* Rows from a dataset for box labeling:
--

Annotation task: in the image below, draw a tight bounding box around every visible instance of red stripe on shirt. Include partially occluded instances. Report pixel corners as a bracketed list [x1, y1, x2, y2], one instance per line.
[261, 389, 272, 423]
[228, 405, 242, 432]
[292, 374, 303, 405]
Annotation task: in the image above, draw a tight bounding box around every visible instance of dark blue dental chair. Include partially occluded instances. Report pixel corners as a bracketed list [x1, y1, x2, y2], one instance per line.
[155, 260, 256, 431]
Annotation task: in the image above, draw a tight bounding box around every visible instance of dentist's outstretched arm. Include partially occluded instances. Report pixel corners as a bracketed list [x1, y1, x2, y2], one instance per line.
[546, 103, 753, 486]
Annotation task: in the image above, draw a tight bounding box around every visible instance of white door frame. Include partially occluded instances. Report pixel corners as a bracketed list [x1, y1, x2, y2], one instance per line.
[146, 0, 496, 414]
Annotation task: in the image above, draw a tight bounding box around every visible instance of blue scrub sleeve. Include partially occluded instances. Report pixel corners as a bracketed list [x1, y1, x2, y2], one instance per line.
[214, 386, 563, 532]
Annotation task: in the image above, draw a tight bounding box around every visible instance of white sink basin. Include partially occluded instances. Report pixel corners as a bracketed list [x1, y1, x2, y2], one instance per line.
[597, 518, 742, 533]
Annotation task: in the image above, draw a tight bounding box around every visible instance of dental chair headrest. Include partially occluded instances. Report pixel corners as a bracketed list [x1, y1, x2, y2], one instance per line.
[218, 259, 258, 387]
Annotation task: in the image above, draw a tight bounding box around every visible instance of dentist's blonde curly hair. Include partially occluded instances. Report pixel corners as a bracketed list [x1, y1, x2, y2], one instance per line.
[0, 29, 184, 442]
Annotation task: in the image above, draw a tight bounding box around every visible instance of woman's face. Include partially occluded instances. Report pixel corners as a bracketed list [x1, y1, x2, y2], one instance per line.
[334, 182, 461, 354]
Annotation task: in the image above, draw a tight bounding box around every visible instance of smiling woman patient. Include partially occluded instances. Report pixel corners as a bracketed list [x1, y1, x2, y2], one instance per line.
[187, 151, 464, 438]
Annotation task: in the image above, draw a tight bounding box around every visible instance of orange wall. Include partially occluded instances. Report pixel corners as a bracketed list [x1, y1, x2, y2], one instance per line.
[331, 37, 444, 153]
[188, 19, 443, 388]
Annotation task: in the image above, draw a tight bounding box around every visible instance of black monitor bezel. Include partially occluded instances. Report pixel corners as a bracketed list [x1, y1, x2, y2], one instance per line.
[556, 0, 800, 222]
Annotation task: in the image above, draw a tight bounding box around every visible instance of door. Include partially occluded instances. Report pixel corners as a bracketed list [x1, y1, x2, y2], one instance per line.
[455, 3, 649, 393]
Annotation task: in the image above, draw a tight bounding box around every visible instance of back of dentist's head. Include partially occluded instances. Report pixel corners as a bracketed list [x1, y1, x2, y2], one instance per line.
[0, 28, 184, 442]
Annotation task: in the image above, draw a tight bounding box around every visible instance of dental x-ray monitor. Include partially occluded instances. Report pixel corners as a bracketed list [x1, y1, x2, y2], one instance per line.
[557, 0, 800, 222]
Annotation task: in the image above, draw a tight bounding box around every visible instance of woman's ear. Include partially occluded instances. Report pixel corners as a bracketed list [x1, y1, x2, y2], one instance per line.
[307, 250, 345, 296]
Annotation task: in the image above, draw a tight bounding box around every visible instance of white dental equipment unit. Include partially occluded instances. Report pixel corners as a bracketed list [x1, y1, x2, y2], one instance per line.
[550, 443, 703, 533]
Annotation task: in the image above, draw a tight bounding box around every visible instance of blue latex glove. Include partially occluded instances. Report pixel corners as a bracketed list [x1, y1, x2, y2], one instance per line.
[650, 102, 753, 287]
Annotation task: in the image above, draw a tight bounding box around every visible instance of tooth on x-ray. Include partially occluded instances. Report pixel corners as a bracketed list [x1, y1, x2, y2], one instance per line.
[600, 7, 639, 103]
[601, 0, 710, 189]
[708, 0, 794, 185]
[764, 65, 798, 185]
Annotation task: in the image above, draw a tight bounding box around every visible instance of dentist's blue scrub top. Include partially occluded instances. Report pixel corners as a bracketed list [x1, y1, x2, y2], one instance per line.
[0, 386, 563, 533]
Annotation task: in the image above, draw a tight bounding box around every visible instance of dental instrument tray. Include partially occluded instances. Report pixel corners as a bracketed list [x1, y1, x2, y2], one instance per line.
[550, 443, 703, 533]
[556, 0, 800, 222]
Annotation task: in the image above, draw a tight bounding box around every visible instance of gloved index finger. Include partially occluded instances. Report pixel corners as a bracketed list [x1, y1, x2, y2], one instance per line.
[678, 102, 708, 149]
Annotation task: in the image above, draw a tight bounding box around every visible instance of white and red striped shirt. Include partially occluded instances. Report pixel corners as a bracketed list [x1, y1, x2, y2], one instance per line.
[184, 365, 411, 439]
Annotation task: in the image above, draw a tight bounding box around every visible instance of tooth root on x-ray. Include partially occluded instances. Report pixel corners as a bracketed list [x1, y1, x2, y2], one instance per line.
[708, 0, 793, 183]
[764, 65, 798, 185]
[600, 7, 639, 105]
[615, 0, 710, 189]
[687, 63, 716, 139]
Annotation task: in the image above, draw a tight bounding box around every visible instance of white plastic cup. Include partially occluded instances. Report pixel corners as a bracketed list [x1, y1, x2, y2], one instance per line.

--

* Goal: Copy every line of the listing above word for word, without changing anything.

* Exercise response:
Annotation task: in the image below, draw a tight bounding box around every visible instance of red stripe on shirt. Include partially occluded instances. Report pixel corners as a bracketed list [x1, y1, x2, y2], one instance per line.
[261, 389, 272, 423]
[228, 405, 242, 432]
[292, 374, 303, 405]
Annotation task: in the image above, draw a tight bounding box around every visible instance of dark blue dental chair. Include partially occluded instances. Report pixel corners as a bracketed list [x1, y1, x2, y2], one instance per line.
[155, 260, 256, 431]
Annotation task: in the image above, draw a tight bounding box around every visible instance of dentist's outstretched arm. Include partially occluded instances. Report pixel corners as a bracketed list [x1, y1, x2, y2], one instance per line.
[546, 103, 753, 486]
Annotation task: in the image above, draw a tight bounding box around every visible instance of white door frame. Include partially occluded instances. Report pixel corners as a bracketed list [x1, y1, x2, y2], one instance per line.
[146, 0, 496, 414]
Annotation task: in the image above, draw a tight bounding box around every visible instance of blue scrub sleeve. Include partially occluded instances. Report pixel corners as a bracketed list [x1, y1, x2, y2], one instance per line.
[214, 386, 563, 532]
Annotation task: in the image above, draw a tight bounding box around every visible instance of white sink basin. Include partially occluded instances. Report pixel corners as a bracketed list [x1, y1, x2, y2], one instance per line.
[597, 518, 742, 533]
Annotation task: in the image above, draw a tight bounding box around every visible instance of dental chair headrest. Include partially occluded instances. Report pixel corners as a bracketed list [x1, y1, x2, y2], one instance per line.
[218, 259, 258, 387]
Annotation task: in the image above, draw a tight bounding box around every visible instance of dentist's blonde curly hair. Include partially occluded instances. Report pixel corners as a bracketed list [x1, y1, x2, y2], one instance per line.
[0, 29, 184, 442]
Annotation task: in the image above, draw a tight bounding box around every visible instance of woman's face. Include partially occluded instances. Report pixel corners as a bracketed list [x1, y1, x2, y2], one instance per line.
[334, 182, 461, 354]
Annotation task: in the image above, draw a tight bounding box around every visible instance of smiling woman patient. Include partially occluded instances. Report pixel corners as a bracketed list [x1, y1, x2, y2], one instance per line.
[187, 151, 464, 438]
Annotation task: in the image above, draw a tight bounding box around every visible instance of orange wall. Include partially occluded instances. Report pixel corners as a bracketed list [x1, y1, x2, y2], one instance per line.
[331, 37, 444, 153]
[188, 19, 443, 388]
Annotation task: in the image above, draw a tight bounding box around every visible instance of black monitor bezel. Include partially occluded instances. Report pixel corners as a bracketed list [x1, y1, x2, y2], one instance per line.
[556, 0, 800, 222]
Annotation task: in the image above, draw a tight bounding box around every visible instance of door. Include partially occluded instances. Report pixel corners as a bracketed list [x1, y1, x2, y2], one instance per line.
[455, 3, 649, 393]
Annotation task: in the image above, draw a tight bounding box around every visible instance of back of dentist's head. Include partially occluded instances. Report pixel corners as a bracketed list [x1, y1, x2, y2], one instance per line.
[0, 28, 184, 442]
Annotation task: in the image above, draw a tight bounding box around every visible instance of dental x-ray monitor. Include partially occluded instances. Report pixel corners as a bracketed list [x1, y1, x2, y2], one instance per line.
[557, 0, 800, 222]
Annotation task: in the image above, draw a tight bounding box around every visible instance of woman's ear. Include partially occluded instances. Report pixel corners as a bracketed list [x1, y1, x2, y2], one instance per line.
[307, 250, 345, 296]
Annotation task: in the image above, draw a tight bounding box around every visible instance of white dental equipment unit. Include partially occluded instances. Report pixel corners as a bracketed list [x1, y1, x2, y2], one instance per line.
[550, 443, 703, 533]
Annotation task: in the image above, draw a tight bounding box around every visible instance of blue latex glove. Include partially occluded instances. Report pixel corners as a bracketed list [x1, y1, x2, y2], one instance per line.
[650, 102, 753, 287]
Annotation task: in the image above, draw a tight bounding box around every visible instance of tooth on x-ray. Include partially occluded instances. Report pixel corners as a bracketed list [x1, y1, x2, y2], one instance per line.
[600, 7, 639, 103]
[601, 0, 710, 189]
[708, 0, 794, 185]
[764, 65, 798, 185]
Annotation task: in the image above, draw a tight bounding box around every visible instance of dentist's blue scrub top. Include partially occluded instances. Report pixel corners as a bracketed list [x1, y1, x2, y2], one instance per line.
[0, 386, 563, 533]
Annotation task: in the image above, draw a tight bounding box around every visible instance of dental instrument tray. Include partially occluded instances. Report pixel corners as a bracketed list [x1, y1, x2, y2], one instance per line.
[550, 443, 703, 533]
[556, 0, 800, 222]
Annotation task: in the image above, draw a tight bounding box around every visible instance of gloved index finger. Include partially occluded instances. Report pixel corners as a bracketed list [x1, y1, x2, y2], one instance per line.
[678, 102, 708, 149]
Annotation task: in the image above, draw a tight bounding box around every visible instance of white and red striped shirt. Include partially occluded instances. Report pixel corners as a bracketed list [x1, y1, x2, y2], one instance per line.
[184, 365, 411, 439]
Annotation task: in the image above, draw a tight bounding box around every visible instance of tooth root on x-ray. Include partially occluded instances. Report pixel corners as a bracketed list [x1, y1, x2, y2], one instance per line.
[708, 0, 793, 183]
[764, 65, 798, 185]
[600, 7, 639, 105]
[615, 0, 710, 189]
[687, 63, 716, 139]
Annotation task: in the image above, draw a tight bounding box around every visible instance of white plastic cup. Include partially occluded instances. Report pixel corners as a bracketed list [x1, y1, x2, y2], one instance per line.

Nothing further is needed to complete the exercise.